Tugas Singkat: Tolong tulis ulang bagian kutipan tentang disintegrasi bangsa, mulai dari "Upaya penghilangan sumber-sumber" sampai "saluran yang memadai.", dengan mengganti "konflik" menjadi "pertikaian".

Kutipan:

Upaya penghilangan sumber-sumber konflik melalui cara-cara tersebut, ternyata malah menjadi potensi laten bagi terjadinya disintegrasi bangsa. Karena selama ini potensi-potensi konflik tidak mendapatkan saluran yang memadai.
Fenomena disintegrasi bangsa yang kini mengancam bangsa Indonesia, lebih banyak diasumsikan sebagai fenomena yang muncul karena persoalan politik dan ekonomi belaka. Tidak pernah dilihat sebagai persoalan emosi kedaerahan dan kesukuan karena secara efektif dan sistematis digiring pada suatu warna budaya dan tradisi kebudayaan kelompok budaya tertentu, yaitu pada kebuayaan Jawa (bisa dilihat pada penggunaan logat dan sosialisasi istilah-istilah Jawa yang digunakan oleh pejabat Orde Baru). Sementara persoalan ketidakmerataan kesejahteraan ekonomi dan politik (dengan tidak bermaksud mengecilkan aspek tersebut) lebih merupakan pemicu strategis.
Ide, atau gagasan yang dimunculkan dalam “sawala” kali ini, dengan mengedepankan kemungkinan munculnya “Negara Bagian Pasundan” atau Negara Pasundan” (untuk ide Provinsi tidak perlu dipersoalkan, toh selama ini Pasundan merupakan sebuah provinsi yaitu provinsi Jawa Barat) atau sekedar peralihan nama dari Provinsi Jawa Barat ke Provinsi Pasundan, bila kita simak, sepertinya berpijak di atas kerangka pemikiran serta horison kedaerahan. Dengan demikian, inti persoaln yang dibicarakan, sesungguhnya, tidak terletak pada persoalan yang murni politik, akan tetapi pada kebudayaan atau paling tidak politik kebudayaan.
Karena itulah, tulisan ini akan secara spesifik lebih memfokuskan pada perkisaran persoalan budaya Sunda.

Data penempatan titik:
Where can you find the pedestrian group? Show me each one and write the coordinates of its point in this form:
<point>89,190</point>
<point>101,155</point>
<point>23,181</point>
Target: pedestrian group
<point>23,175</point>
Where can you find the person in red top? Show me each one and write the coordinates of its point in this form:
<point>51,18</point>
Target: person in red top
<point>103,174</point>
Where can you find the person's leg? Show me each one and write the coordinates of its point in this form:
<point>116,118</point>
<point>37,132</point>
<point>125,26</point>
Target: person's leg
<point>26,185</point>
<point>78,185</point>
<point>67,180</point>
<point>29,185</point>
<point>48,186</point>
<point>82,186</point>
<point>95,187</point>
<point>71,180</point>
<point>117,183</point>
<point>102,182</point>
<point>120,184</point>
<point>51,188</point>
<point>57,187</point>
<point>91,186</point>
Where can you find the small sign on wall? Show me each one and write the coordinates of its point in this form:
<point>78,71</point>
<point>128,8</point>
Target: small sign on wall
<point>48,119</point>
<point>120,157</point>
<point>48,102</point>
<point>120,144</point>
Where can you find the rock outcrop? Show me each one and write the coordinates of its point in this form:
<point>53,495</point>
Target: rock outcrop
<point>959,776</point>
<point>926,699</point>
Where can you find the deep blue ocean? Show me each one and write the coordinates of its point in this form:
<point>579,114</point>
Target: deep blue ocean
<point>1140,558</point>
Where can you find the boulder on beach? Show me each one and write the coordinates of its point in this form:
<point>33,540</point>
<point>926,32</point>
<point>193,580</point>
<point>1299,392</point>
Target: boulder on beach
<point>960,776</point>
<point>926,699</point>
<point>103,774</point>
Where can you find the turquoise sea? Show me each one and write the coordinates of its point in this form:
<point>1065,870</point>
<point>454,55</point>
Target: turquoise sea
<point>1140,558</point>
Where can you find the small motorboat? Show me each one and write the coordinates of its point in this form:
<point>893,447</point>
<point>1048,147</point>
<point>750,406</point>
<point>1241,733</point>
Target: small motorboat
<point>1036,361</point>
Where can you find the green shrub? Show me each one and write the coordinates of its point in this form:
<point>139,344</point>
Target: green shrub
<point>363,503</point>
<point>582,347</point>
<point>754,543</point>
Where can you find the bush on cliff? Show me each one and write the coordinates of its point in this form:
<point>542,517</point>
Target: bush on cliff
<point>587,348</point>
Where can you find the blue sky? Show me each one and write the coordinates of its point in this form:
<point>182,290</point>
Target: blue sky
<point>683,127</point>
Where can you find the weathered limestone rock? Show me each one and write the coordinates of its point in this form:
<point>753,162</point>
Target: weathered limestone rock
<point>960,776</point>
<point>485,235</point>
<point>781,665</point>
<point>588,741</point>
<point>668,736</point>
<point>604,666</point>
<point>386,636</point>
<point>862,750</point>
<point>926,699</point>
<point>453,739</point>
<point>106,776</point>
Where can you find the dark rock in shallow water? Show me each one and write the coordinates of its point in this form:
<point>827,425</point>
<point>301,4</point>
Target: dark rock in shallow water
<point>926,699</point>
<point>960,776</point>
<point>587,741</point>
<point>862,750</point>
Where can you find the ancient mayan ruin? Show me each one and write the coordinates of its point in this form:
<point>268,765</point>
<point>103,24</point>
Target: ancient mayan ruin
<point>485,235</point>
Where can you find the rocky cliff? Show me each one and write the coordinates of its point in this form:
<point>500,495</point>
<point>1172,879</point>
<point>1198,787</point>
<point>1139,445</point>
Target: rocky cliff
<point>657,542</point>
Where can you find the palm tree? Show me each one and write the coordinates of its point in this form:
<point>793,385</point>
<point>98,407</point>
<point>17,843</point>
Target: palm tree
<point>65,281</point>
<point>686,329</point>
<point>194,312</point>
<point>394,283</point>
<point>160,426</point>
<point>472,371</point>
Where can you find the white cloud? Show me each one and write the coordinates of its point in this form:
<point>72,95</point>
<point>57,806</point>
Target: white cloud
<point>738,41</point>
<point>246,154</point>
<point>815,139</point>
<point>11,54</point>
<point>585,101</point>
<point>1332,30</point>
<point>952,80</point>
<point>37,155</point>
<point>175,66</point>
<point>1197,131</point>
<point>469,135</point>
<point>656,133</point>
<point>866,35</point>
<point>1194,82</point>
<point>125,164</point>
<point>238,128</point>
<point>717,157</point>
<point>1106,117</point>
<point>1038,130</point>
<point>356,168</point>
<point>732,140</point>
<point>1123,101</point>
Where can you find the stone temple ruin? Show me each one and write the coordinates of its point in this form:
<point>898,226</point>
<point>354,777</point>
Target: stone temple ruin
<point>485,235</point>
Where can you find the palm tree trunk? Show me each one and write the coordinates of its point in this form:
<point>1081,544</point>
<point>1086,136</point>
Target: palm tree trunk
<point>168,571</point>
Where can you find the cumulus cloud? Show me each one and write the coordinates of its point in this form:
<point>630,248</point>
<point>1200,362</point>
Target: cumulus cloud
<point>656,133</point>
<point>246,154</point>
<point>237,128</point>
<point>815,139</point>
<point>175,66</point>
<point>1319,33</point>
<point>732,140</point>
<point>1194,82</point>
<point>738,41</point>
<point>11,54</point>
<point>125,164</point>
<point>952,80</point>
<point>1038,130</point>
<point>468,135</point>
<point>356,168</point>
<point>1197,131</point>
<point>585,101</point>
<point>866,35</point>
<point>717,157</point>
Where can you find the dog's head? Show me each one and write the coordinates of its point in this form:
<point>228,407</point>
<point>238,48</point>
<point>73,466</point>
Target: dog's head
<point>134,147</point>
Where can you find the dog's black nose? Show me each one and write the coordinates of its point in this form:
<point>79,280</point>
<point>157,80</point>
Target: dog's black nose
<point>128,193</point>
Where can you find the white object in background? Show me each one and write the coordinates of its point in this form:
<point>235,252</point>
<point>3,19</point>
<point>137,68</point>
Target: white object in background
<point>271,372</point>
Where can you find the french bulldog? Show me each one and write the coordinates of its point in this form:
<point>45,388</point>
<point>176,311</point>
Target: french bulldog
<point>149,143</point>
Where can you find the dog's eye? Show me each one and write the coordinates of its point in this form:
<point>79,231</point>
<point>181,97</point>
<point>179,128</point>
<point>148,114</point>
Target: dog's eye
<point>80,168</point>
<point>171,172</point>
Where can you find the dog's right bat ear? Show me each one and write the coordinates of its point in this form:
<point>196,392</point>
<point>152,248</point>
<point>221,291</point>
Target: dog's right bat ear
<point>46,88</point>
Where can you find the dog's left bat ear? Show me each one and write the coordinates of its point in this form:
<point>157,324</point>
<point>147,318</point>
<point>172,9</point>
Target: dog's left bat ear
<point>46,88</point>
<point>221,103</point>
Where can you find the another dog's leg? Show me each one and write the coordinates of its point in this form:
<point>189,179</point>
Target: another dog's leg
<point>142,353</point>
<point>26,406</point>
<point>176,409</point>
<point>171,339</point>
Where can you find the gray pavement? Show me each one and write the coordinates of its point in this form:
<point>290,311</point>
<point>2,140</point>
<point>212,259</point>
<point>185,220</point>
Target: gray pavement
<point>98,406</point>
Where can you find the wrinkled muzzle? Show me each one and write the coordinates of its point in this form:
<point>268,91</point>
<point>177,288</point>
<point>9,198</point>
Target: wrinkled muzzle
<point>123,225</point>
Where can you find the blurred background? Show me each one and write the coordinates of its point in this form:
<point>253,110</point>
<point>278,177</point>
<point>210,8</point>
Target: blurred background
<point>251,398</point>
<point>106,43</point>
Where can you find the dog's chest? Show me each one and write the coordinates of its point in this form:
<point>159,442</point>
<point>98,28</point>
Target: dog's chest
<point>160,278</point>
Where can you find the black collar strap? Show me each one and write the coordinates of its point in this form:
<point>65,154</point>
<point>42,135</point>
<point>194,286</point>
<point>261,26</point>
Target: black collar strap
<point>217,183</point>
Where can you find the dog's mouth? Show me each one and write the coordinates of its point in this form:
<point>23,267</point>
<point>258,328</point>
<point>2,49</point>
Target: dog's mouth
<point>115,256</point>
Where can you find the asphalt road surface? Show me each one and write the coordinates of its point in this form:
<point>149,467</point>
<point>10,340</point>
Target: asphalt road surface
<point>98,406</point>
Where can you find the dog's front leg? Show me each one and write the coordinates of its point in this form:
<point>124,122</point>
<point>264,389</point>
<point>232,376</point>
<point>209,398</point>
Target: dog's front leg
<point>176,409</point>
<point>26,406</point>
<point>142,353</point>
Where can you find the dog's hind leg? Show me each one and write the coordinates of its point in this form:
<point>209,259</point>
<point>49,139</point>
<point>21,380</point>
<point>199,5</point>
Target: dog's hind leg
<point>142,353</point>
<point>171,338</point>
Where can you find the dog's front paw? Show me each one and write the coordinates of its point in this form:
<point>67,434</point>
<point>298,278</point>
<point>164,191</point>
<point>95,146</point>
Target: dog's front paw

Penyelesaian Latihan:
Upaya penghilangan sumber-sumber pertikaian melalui cara-cara tersebut, ternyata malah menjadi potensi laten bagi terjadinya disintegrasi bangsa. Karena selama ini potensi-potensi pertikaian tidak mendapatkan saluran yang memadai.